### Aim of the exercise:
Could you reproduce the entries exactly, omitting every picture?

[Natural language region descriptions]
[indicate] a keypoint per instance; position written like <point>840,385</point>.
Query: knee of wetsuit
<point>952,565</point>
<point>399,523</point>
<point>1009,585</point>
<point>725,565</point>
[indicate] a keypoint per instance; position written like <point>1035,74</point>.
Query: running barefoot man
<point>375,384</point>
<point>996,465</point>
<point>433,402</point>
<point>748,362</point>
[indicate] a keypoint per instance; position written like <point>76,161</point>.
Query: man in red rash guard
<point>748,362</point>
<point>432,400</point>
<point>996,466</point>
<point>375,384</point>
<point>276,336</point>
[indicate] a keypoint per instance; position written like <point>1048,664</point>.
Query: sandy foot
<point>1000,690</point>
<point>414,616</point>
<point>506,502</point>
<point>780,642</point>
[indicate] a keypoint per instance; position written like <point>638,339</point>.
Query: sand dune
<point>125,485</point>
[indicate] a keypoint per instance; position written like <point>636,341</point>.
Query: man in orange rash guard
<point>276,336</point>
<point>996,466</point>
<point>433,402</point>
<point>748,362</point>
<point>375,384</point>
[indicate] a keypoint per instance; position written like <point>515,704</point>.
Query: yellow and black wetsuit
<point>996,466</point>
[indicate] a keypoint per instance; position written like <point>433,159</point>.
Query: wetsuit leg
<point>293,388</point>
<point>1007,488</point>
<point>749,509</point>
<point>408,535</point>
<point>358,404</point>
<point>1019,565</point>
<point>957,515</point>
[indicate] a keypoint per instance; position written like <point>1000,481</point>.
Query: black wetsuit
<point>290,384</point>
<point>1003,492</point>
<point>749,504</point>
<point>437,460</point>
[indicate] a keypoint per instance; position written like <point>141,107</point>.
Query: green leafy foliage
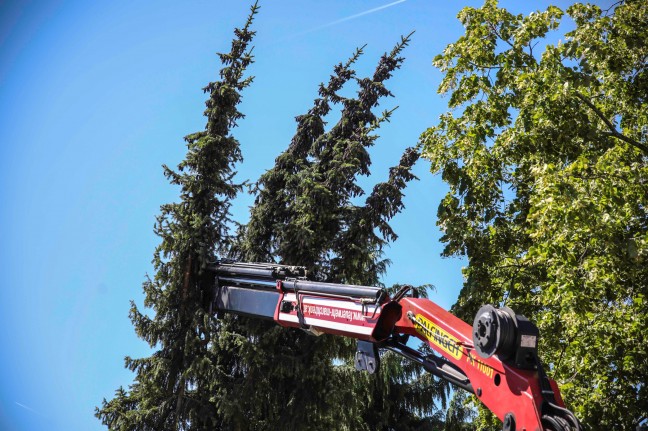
<point>545,154</point>
<point>175,387</point>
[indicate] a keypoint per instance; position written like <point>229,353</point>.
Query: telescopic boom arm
<point>495,358</point>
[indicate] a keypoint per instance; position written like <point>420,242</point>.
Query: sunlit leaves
<point>547,168</point>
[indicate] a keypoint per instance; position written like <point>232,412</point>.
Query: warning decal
<point>437,336</point>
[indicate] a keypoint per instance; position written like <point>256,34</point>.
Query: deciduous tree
<point>546,157</point>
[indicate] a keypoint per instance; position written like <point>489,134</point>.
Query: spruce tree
<point>305,214</point>
<point>174,387</point>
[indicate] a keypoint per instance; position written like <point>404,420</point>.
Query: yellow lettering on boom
<point>438,336</point>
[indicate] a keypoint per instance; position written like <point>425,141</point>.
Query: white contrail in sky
<point>27,408</point>
<point>358,15</point>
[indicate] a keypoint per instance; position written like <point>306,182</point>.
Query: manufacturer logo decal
<point>438,336</point>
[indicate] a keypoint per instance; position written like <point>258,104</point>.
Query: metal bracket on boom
<point>367,357</point>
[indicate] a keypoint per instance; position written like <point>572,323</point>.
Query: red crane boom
<point>495,358</point>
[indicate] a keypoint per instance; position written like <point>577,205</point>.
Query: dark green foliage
<point>174,388</point>
<point>305,214</point>
<point>546,157</point>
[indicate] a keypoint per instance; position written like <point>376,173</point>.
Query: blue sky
<point>96,96</point>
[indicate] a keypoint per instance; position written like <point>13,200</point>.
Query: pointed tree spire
<point>172,387</point>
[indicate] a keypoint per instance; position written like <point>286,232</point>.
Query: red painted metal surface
<point>502,388</point>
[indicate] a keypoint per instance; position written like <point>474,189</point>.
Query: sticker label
<point>485,369</point>
<point>438,336</point>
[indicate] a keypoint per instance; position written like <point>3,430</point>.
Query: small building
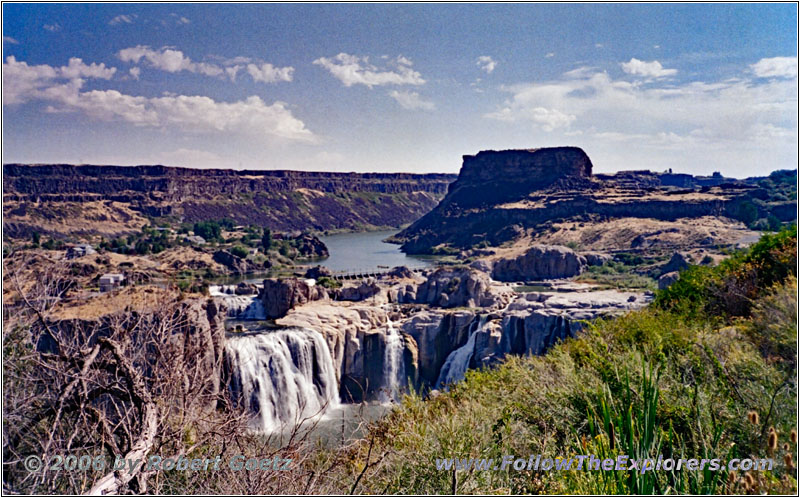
<point>111,281</point>
<point>80,250</point>
<point>195,239</point>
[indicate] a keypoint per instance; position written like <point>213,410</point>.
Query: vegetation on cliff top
<point>707,371</point>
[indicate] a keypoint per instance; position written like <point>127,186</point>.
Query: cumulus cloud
<point>22,82</point>
<point>775,67</point>
<point>179,20</point>
<point>486,63</point>
<point>173,61</point>
<point>62,89</point>
<point>167,59</point>
<point>267,73</point>
<point>652,69</point>
<point>76,68</point>
<point>122,19</point>
<point>736,110</point>
<point>411,100</point>
<point>356,70</point>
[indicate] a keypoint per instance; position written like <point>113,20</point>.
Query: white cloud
<point>652,69</point>
<point>328,158</point>
<point>232,72</point>
<point>355,70</point>
<point>179,20</point>
<point>173,61</point>
<point>486,63</point>
<point>731,111</point>
<point>167,59</point>
<point>191,158</point>
<point>22,82</point>
<point>122,19</point>
<point>251,116</point>
<point>77,69</point>
<point>411,100</point>
<point>267,73</point>
<point>775,67</point>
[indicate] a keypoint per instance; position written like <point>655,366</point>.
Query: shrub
<point>328,283</point>
<point>239,251</point>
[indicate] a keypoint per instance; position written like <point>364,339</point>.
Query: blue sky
<point>409,87</point>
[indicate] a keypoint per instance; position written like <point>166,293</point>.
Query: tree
<point>239,251</point>
<point>209,230</point>
<point>266,239</point>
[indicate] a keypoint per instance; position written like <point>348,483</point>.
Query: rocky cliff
<point>110,200</point>
<point>501,196</point>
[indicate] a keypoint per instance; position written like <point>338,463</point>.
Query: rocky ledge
<point>448,320</point>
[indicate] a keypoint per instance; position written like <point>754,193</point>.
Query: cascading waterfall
<point>393,367</point>
<point>281,377</point>
<point>457,362</point>
<point>248,307</point>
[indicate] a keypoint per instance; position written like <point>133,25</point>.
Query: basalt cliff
<point>111,200</point>
<point>502,196</point>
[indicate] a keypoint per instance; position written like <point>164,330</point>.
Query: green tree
<point>239,251</point>
<point>209,230</point>
<point>266,239</point>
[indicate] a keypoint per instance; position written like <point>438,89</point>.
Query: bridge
<point>367,273</point>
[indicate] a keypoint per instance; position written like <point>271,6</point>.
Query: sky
<point>697,88</point>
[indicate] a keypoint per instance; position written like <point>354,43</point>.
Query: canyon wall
<point>62,199</point>
<point>500,196</point>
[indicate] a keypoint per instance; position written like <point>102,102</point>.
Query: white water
<point>282,377</point>
<point>248,307</point>
<point>394,371</point>
<point>457,362</point>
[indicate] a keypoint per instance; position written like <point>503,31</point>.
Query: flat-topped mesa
<point>507,175</point>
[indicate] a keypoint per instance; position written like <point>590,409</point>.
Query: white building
<point>80,250</point>
<point>110,281</point>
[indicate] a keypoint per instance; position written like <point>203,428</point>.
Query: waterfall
<point>393,367</point>
<point>281,377</point>
<point>248,307</point>
<point>457,362</point>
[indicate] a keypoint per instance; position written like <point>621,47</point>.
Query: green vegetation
<point>777,193</point>
<point>239,251</point>
<point>149,241</point>
<point>328,283</point>
<point>691,376</point>
<point>617,275</point>
<point>209,230</point>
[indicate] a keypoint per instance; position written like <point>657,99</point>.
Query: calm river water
<point>366,251</point>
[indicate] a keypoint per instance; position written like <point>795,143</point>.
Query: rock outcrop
<point>280,200</point>
<point>490,177</point>
<point>454,287</point>
<point>235,264</point>
<point>540,262</point>
<point>505,195</point>
<point>309,246</point>
<point>281,295</point>
<point>667,279</point>
<point>364,290</point>
<point>679,261</point>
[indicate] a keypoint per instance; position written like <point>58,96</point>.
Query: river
<point>366,251</point>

### Solved problem:
[indicate] a keypoint per instance; position written like <point>840,385</point>.
Query: knee of wetsuit
<point>952,565</point>
<point>399,523</point>
<point>1009,585</point>
<point>725,565</point>
[indicate] a keypoint per instance; position written like <point>1035,74</point>.
Query: running barefoot man
<point>375,384</point>
<point>996,465</point>
<point>433,402</point>
<point>748,362</point>
[indicate] a keypoint per instance; position written like <point>76,161</point>.
Query: man in red rash guard
<point>748,362</point>
<point>432,400</point>
<point>996,466</point>
<point>375,384</point>
<point>276,336</point>
[indicate] a keypoint per instance; position written like <point>1048,664</point>.
Query: sandy foot
<point>1000,690</point>
<point>414,616</point>
<point>506,502</point>
<point>780,642</point>
[indicate] a keypoint per instance; position written like <point>638,339</point>.
Query: sand dune
<point>125,485</point>
[indicate] a keypoint per instance; position written like <point>636,341</point>.
Query: man in orange rash guard
<point>276,336</point>
<point>996,466</point>
<point>433,402</point>
<point>748,362</point>
<point>375,384</point>
[indicate] a keypoint per instance; position written like <point>515,704</point>.
Query: yellow and black wetsuit
<point>996,466</point>
[indicate] a keypoint per instance; position written like <point>433,159</point>.
Query: wetsuit leg
<point>293,388</point>
<point>1007,488</point>
<point>749,509</point>
<point>408,535</point>
<point>358,404</point>
<point>1019,565</point>
<point>957,515</point>
[indicate] a keypoint per instance; position written like <point>1000,481</point>.
Query: black wetsuit
<point>290,384</point>
<point>1003,492</point>
<point>749,504</point>
<point>437,460</point>
[indicate] a keypoint per instance; position written like <point>141,107</point>.
Query: green leafy foliage
<point>545,154</point>
<point>175,387</point>
[indicate] a keypoint per instance; position written like <point>229,353</point>.
Query: telescopic boom arm
<point>495,358</point>
[indicate] a keypoint per instance; position written like <point>420,242</point>.
Query: sunlit leaves
<point>547,168</point>
[indicate] a keypoint per instance; position written like <point>232,412</point>.
Query: warning decal
<point>437,336</point>
[indicate] a keypoint per instance; position written like <point>256,34</point>.
Query: deciduous tree
<point>546,157</point>
[indicate] a keypoint per instance; position written like <point>489,134</point>.
Query: spruce tree
<point>305,214</point>
<point>174,387</point>
[indicate] a keypoint per instance; position written like <point>404,420</point>.
Query: yellow lettering on boom
<point>438,336</point>
[indicate] a keypoint per instance; position written like <point>425,141</point>.
Query: white contrail in sky
<point>27,408</point>
<point>358,15</point>
[indicate] a keypoint per instance; position written like <point>306,182</point>.
Query: manufacturer logo decal
<point>438,336</point>
[indicate] a keypoint per instance; position written like <point>258,104</point>.
Query: metal bracket on boom
<point>367,357</point>
[indicate] a keypoint per instance; position written like <point>572,323</point>.
Query: red crane boom
<point>495,358</point>
[indicate] a keypoint per instance; position written like <point>577,205</point>.
Query: dark green foliage
<point>174,388</point>
<point>305,214</point>
<point>546,157</point>
[indicate] a keypoint per instance; position written like <point>376,173</point>.
Query: blue sky
<point>96,96</point>
[indicate] a keypoint per instance; position written like <point>13,200</point>.
Query: pointed tree spire
<point>172,387</point>
[indicate] a keypoint per instance; position written like <point>286,232</point>.
Query: red painted metal surface
<point>502,388</point>
[indicate] a keypoint per instance; position written like <point>474,189</point>.
Query: sticker label
<point>485,369</point>
<point>438,336</point>
[indicate] a keypoint per instance; position written like <point>3,430</point>.
Query: small building
<point>111,281</point>
<point>80,250</point>
<point>195,239</point>
[indicate] a keypoint per instance; position written like <point>213,410</point>.
Query: vegetation on cliff top
<point>707,371</point>
[indicate] a keypoint per instance; position written like <point>127,186</point>.
Query: cumulus cloud
<point>22,82</point>
<point>775,67</point>
<point>179,20</point>
<point>486,63</point>
<point>173,61</point>
<point>62,89</point>
<point>167,59</point>
<point>267,73</point>
<point>652,69</point>
<point>76,68</point>
<point>122,19</point>
<point>736,110</point>
<point>411,100</point>
<point>356,70</point>
[indicate] a keypoint per instance; position written like <point>113,20</point>.
Query: white cloud
<point>652,69</point>
<point>328,158</point>
<point>232,72</point>
<point>355,70</point>
<point>179,20</point>
<point>173,61</point>
<point>486,63</point>
<point>731,111</point>
<point>167,59</point>
<point>191,158</point>
<point>22,82</point>
<point>122,19</point>
<point>251,116</point>
<point>77,69</point>
<point>411,100</point>
<point>267,73</point>
<point>775,67</point>
[indicate] a keypoint per instance; position written like <point>655,366</point>.
Query: shrub
<point>328,283</point>
<point>239,251</point>
[indicate] a keypoint per instance; position written like <point>364,339</point>.
Query: blue sky
<point>409,87</point>
[indicate] a keypoint per instance; position written like <point>166,293</point>.
Query: tree
<point>239,251</point>
<point>209,230</point>
<point>266,239</point>
[indicate] a keypoint per instance; position written like <point>348,483</point>.
Query: rocky cliff
<point>110,200</point>
<point>501,196</point>
[indicate] a keypoint per instance; position written like <point>338,463</point>.
Query: rocky ledge
<point>448,320</point>
[indicate] a keypoint per instance; position written like <point>754,193</point>.
Query: cascading waterfall
<point>393,367</point>
<point>281,377</point>
<point>457,362</point>
<point>248,307</point>
[indicate] a keypoint per instance; position written like <point>133,25</point>.
Query: basalt cliff
<point>111,200</point>
<point>502,196</point>
[indicate] a keypoint per instance; position written like <point>164,330</point>.
Query: green tree
<point>239,251</point>
<point>209,230</point>
<point>266,239</point>
[indicate] a keypoint per instance; position written like <point>438,89</point>.
Query: bridge
<point>367,273</point>
[indicate] a keypoint per instance; position written like <point>271,6</point>.
Query: sky
<point>697,88</point>
[indicate] a keypoint per instance; position written like <point>354,43</point>.
Query: canyon wall
<point>62,199</point>
<point>500,196</point>
[indicate] a keypoint per instance; position written like <point>102,102</point>.
Query: white water
<point>282,377</point>
<point>248,307</point>
<point>394,371</point>
<point>457,362</point>
[indicate] a keypoint per instance; position written like <point>503,31</point>.
Query: flat-topped mesa
<point>507,175</point>
[indicate] a keypoint per instance; position written like <point>590,409</point>.
Query: white building
<point>80,250</point>
<point>110,281</point>
[indicate] a keypoint per instance; position written like <point>203,428</point>.
Query: waterfall
<point>393,367</point>
<point>281,377</point>
<point>248,307</point>
<point>457,362</point>
[indicate] a keypoint per instance; position written like <point>621,47</point>.
Query: green vegetation
<point>777,193</point>
<point>239,251</point>
<point>149,241</point>
<point>328,283</point>
<point>691,376</point>
<point>617,275</point>
<point>209,230</point>
[indicate] a keypoint per instance; position written like <point>657,99</point>.
Query: calm river water
<point>366,251</point>
[indicate] a keypoint per instance; position written like <point>795,143</point>.
Query: rock outcrop
<point>280,200</point>
<point>490,177</point>
<point>454,287</point>
<point>235,264</point>
<point>540,262</point>
<point>505,195</point>
<point>309,246</point>
<point>281,295</point>
<point>667,279</point>
<point>364,290</point>
<point>679,261</point>
[indicate] a keypoint per instance; position written like <point>58,96</point>.
Query: river
<point>366,251</point>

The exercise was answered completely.